*** Provided text Section Begins ***

Uranium has been hammered by the supply-and-demand cycle that affects all commodities, sending prices of the radioactive metal from $100 a pound five years ago to around $43 today. Yet the phase of declining prices for uranium appears set to change, which should fuel a heady rebound in both the underlying commodity and the ETFs that track it.

It’s easy to see why demand has been weak, particularly following last year’s Fukushima disaster in Japan that caused many countries to question their commitment to nuclear power. But as a research note from Morningstar stated, it’s unwise to simply write off nuclear power because the Energy Information Administration projects electricity demand to grow by roughly 25% through 2035 and the recent market turmoil isn’t likely to affect the long-term viability of nuclear power.

Prior to Fukushima, both China and India had ambitious plans to build more than 50 new nuclear reactors over the next five years. Though both countries froze those plans in 2011, they are now again moving forward with their long-term shift to nuclear power (and away from coal), and over the next six to 12 months are expected to line up fresh supply commitments from the world’s top uranium producers.

Other fast-growing economies in Asia, such as Indonesia and Thailand, are also drawing up plans for new nuclear reactors to meet their projected energy needs. “The growth is clearly in emerging markets, and not as much in the West,” notes Alex Ashby, a research analyst with Global X Funds.

Nuclear power’s appeal remains quite simple: It has a minimal carbon footprint and can deliver massive amounts of power compared to clean energy technologies such as wind or solar. And one pound of uranium can generate as much power as 100,000 pounds of coal, according to uranium mining firm Cameco.

The anticipated steady rise in demand should coincide with a big drop in uranium supply: Russia had been a reliable supplier of uranium to the U.S. thanks to a landmark agreement signed in 1993 to de-commission hundreds of nuclear weapons. That Russian supply agreement is now set to expire by the end of 2013, and the U.S. power companies have begun to seek replacement sources. “It’s a significant source of current supply, and to make up for that, you’ll see an increase in [uranium] production,” Ashby says.

With the expectation for rising demand and falling supply, the ETFs that focus on uranium and nuclear power look set for a long-awaited rebound. The biggest beneficiary could be the Global X Uranium ETF (URA), which was launched two years ago at $17 a share and recently traded below $6.

*** Provided text Section Ends ***

Please write out the passage of the uranium article that begins at the words "Uranium has been" and stops after "of nuclear power.".

*** Record set Section Begins ***

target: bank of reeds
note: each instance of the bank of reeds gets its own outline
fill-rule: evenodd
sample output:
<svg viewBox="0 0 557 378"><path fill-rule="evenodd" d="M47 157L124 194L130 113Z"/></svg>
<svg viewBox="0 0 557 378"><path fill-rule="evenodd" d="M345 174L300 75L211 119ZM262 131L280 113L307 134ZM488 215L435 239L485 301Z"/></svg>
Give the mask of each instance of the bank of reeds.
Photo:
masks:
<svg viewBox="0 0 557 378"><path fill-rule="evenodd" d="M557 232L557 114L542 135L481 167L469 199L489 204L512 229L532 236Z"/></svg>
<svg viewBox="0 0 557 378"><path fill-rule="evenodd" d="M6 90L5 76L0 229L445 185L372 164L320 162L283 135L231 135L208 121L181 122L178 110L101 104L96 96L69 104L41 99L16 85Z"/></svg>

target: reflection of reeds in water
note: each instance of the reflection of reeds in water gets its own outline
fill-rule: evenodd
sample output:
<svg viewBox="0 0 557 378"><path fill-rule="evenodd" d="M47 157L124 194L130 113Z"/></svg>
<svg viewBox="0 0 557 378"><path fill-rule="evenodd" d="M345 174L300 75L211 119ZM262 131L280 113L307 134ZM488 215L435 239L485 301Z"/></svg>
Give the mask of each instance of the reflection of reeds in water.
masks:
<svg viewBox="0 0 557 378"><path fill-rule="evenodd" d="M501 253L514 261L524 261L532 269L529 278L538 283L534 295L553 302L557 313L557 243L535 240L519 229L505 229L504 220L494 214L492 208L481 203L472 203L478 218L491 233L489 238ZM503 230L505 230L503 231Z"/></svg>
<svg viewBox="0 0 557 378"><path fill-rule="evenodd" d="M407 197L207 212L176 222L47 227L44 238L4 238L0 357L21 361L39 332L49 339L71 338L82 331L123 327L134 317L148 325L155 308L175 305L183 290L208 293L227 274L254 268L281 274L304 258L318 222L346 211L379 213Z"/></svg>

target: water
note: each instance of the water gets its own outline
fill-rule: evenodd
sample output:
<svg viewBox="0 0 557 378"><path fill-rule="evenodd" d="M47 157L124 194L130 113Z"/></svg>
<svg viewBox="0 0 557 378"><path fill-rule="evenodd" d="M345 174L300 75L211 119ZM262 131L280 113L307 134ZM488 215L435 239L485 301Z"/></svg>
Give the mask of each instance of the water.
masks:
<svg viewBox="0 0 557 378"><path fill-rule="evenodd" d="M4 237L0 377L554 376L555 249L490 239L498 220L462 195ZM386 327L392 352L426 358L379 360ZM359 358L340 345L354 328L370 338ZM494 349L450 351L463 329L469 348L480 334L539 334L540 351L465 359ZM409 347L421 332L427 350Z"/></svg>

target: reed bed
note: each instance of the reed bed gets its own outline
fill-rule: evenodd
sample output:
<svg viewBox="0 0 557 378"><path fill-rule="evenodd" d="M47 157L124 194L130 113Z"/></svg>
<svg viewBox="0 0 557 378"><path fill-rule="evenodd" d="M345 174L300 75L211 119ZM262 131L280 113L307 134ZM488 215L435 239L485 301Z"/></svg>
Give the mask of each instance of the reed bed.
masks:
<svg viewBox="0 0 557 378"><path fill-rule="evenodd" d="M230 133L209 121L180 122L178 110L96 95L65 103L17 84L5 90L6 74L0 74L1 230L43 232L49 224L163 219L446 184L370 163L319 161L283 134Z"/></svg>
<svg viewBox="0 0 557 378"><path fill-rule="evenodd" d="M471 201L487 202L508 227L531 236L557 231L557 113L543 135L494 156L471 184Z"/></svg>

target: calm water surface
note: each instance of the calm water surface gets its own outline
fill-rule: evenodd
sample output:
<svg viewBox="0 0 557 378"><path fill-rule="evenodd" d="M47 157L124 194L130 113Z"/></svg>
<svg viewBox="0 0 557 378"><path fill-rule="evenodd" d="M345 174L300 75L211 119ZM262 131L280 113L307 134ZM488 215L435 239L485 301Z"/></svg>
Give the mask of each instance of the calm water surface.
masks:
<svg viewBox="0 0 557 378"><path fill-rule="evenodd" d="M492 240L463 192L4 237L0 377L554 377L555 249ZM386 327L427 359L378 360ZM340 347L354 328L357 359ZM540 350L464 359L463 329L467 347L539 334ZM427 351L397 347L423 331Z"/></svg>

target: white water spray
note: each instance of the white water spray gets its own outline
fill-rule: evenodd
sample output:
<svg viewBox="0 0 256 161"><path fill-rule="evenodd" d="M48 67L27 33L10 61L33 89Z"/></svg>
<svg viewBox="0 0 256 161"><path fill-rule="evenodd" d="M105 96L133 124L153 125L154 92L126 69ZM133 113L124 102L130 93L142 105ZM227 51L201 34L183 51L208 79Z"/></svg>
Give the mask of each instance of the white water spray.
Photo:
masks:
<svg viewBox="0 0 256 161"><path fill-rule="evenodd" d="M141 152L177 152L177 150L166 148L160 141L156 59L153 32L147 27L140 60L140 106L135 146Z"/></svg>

*** Record set Section Ends ***

> [Finished task]:
Uranium has been hammered by the supply-and-demand cycle that affects all commodities, sending prices of the radioactive metal from $100 a pound five years ago to around $43 today. Yet the phase of declining prices for uranium appears set to change, which should fuel a heady rebound in both the underlying commodity and the ETFs that track it.

It’s easy to see why demand has been weak, particularly following last year’s Fukushima disaster in Japan that caused many countries to question their commitment to nuclear power. But as a research note from Morningstar stated, it’s unwise to simply write off nuclear power because the Energy Information Administration projects electricity demand to grow by roughly 25% through 2035 and the recent market turmoil isn’t likely to affect the long-term viability of nuclear power.